The EU’s Carbon Border Adjustment Mechanism will penalise Africa’s value-added products and force it to remain an exporter of raw materials to Europe, warned AfDB president Akinwumi Adesina at COP28.

By

Image : AfDB

Africa could lose up to $25bn per annum as a direct result of the European Union’s Carbon Border Adjustment Mechanism (CBAM), the president of the African Development Bank has warned.

Speaking at the Sustainable Trade Africa Conference on the sidelines of Cop28 in Dubai, Akinwumi Adesina argued that the mechanism could significantly constrain Africa’s trade and industrialisation progress by penalising value-added exports including steel, cement, iron, aluminium and fertilisers.

“With Africa’s energy deficit and reliance mainly on fossil fuels, especially diesel, the implication is that Africa will be forced to export raw commodities again into Europe, which will further cause de-industrialisation of Africa. Africa has been short-changed by climate change; now it will be short-changed in global trade,” he said.

Why is Europe introducing the CBAM?

The European Commission describes the CBAM, which entered its transitional phase on 1 October, as its “landmark tool to fight carbon leakage”.  Carbon leakage occurs when companies based in the EU move carbon-intensive production abroad to countries where less stringent climate policies are in place.

It is intended to equalise the price of carbon between domestic products and imports, “ensuring that the EU’s climate policies are not undermined by production relocating to countries with less ambitious green standards or by the replacement of EU products by more carbon-intensive imports.”

The CBAM will initially apply to imports of certain goods and selected precursors whose production is carbon intensive and at most significant risk of carbon leakage – cement, iron and steel, aluminium, fertilisers, electricity and hydrogen. When fully phased in it will capture more than 50% of the emissions in sectors covered by the EU’s Emissions Trading System.

- _Provided data_:
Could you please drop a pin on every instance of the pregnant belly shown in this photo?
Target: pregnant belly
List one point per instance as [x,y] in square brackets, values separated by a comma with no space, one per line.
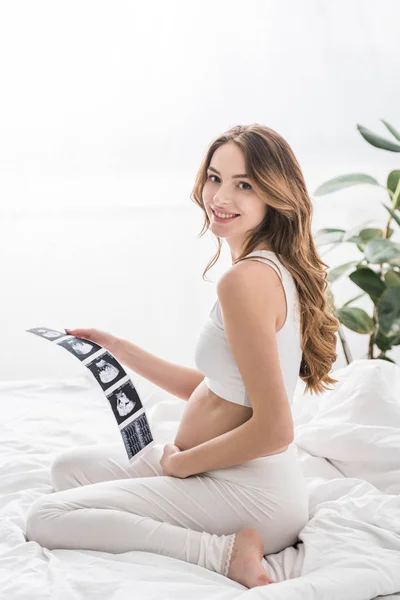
[207,416]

- _Aim_:
Answer these questions from the article on the EU's carbon border tax:
(a) How much could Africa lose each year because of the CBAM, according to the African Development Bank president?
(b) On what date did the CBAM enter its transitional phase?
(c) Once fully phased in, what share of emissions in sectors covered by the EU's Emissions Trading System will the CBAM capture?
You won't need the material for this.

- _Solution for this problem_:
(a) Up to $25bn per year.
(b) 1 October.
(c) More than 50%.